__EXTRACT__
↓↓↓

Bug#818909: Segfaults caused by new DT_MIPS_RLD_MAP_REL tag and RPATH removers

2016-04-17 Thread Drew Parsons
On Sat, 9 Apr 2016 13:25:35 +0200 Aurelien Jarno 
wrote:
> 
> The chrpath issue has been fixed, I have scheduled binNMUs to get a
> fixed openmpi on mipsel and mips64el
> 
> I am keeping this bug open with severity minor to not forget to
remove
> the workaround that has been added (thanks for that). There is no
> urgency for it, it can wait other changes.
> 


petsc now builds on all official architectures except for mipsel.  It
does build on mips and mips64el, but not mipsel.  I'm not certain if
the build failure is related to the final work needed in this bug for
mipsel, or if it's something else.  Further details are in Bug#816101.

Drew



Bug#818909: Segfaults caused by new DT_MIPS_RLD_MAP_REL tag and RPATH removers

2016-04-09 Thread Aurelien Jarno
control: retitle -1 openmpi: please remove mips chrpath workaround
control: severity -1 minor

On 2016-04-09 09:38, Gilles Filippini wrote:
> Control: reopen -1
> 
> On Fri, 8 Apr 2016 13:34:04 +0200 Emilio Pozuelo Monfort
>  wrote:
> > On Fri, 8 Apr 2016 12:16:47 +0200 Alastair McKinstry
> >  wrote:
> > > 
> > > >> OpenMPI maintainers (and anyone else affected):
> > > >> One possible workaround is to use chrpath -r ""  on mips*
> > > >> architectures until this is fixed since that command does not cause any
> > > >> tags to be moved. It has a tiny performance penalty but should
> > > >> otherwise work properly.
> > > > Thanks for the workaround.
> > > >
> > > > Aurelien
> > > >
> > > Thanks.
> > > I've tested this fix within openmpi on mips (works) and have uploaded a
> > > new version with
> > > the workaround.
> > 
> > Thanks! Unfortunately you forgot to apply this same workaround to mipsel and
> > mips64el. Could you apply it in those architectures as well?
> 
> Reopening, until the problem is fixed for mipsel and mip64el.

The chrpath issue has been fixed, I have scheduled binNMUs to get a
fixed openmpi on mipsel and mips64el

I am keeping this bug open with severity minor to not forget to remove
the workaround that has been added (thanks for that). There is no
urgency for it, it can wait other changes.

Aurelien

-- 
Aurelien Jarno  GPG: 4096R/1DDD8C9B
aurel...@aurel32.net http://www.aurel32.net


signature.asc
Description: PGP signature


Bug#818909: Segfaults caused by new DT_MIPS_RLD_MAP_REL tag and RPATH removers

2016-04-09 Thread Gilles Filippini
Control: reopen -1

On Fri, 8 Apr 2016 13:34:04 +0200 Emilio Pozuelo Monfort
 wrote:
> On Fri, 8 Apr 2016 12:16:47 +0200 Alastair McKinstry
>  wrote:
> > 
> > >> OpenMPI maintainers (and anyone else affected):
> > >> One possible workaround is to use chrpath -r ""  on mips*
> > >> architectures until this is fixed since that command does not cause any
> > >> tags to be moved. It has a tiny performance penalty but should
> > >> otherwise work properly.

↑↑↑

__TASK LIST__
**a.** In the bug thread, which architecture is the only official one where petsc still fails to build?
**b.** Continue the bug thread from its last line.

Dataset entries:
↓↓↓

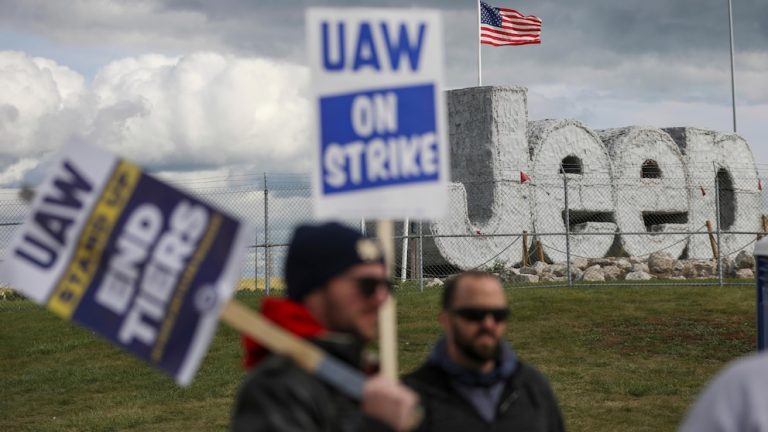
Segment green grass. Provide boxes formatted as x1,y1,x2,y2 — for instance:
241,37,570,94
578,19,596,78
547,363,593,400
0,285,755,432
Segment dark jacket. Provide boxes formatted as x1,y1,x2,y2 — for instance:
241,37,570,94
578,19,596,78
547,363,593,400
403,361,565,432
231,301,390,432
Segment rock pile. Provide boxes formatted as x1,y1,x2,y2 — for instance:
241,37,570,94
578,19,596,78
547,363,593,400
500,251,755,283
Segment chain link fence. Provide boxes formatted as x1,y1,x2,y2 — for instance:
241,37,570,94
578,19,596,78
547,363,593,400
0,170,768,310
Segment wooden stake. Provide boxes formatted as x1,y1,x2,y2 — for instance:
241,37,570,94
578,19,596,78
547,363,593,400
216,300,365,400
707,220,717,259
523,230,528,267
376,220,398,380
536,240,544,262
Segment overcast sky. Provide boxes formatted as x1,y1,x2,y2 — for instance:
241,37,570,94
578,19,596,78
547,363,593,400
0,0,768,187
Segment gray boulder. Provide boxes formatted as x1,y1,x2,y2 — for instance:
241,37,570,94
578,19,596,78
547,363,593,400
603,266,624,280
624,272,653,280
581,265,605,282
734,250,755,270
648,251,675,274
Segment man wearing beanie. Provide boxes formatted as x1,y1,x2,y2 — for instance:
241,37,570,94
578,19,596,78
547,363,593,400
404,271,564,432
232,223,418,432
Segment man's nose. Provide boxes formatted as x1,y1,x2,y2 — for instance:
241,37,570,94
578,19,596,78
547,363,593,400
481,313,496,327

↑↑↑

__SOLVED PROBLEMS__
**a.** mipsel

**b.**
> > > Thanks for the workaround.
> > >
> > > Aurelien
> > >
> > Thanks.
> > I've tested this fix within openmpi on mips (works) and have uploaded a
> > new version with
> > the workaround.
> 
> Thanks! Unfortunately you forgot to apply this same workaround to mipsel and
> mips64el. Could you apply it in those architectures as well?

Reopening, until the problem is fixed for mipsel and mip64el.

Thanks,

_g.



signature.asc
Description: OpenPGP digital signature


Bug#818909: Segfaults caused by new DT_MIPS_RLD_MAP_REL tag and RPATH removers

2016-04-08 Thread Aurelien Jarno
On 2016-04-08 10:45, Aurelien Jarno wrote:
> Hi,
> 
> On 2016-04-07 11:51, James Cowgill wrote:
> > 
> > Based only on chrpath and cmake reverse dependencies, there is an upper
> > bound of about 1500 binNMUs (after the tools after fixed). Hopefully
> > that can be reduced!
> >
> > I really don't have any time to fix all this. Please can someone else
> > have a look!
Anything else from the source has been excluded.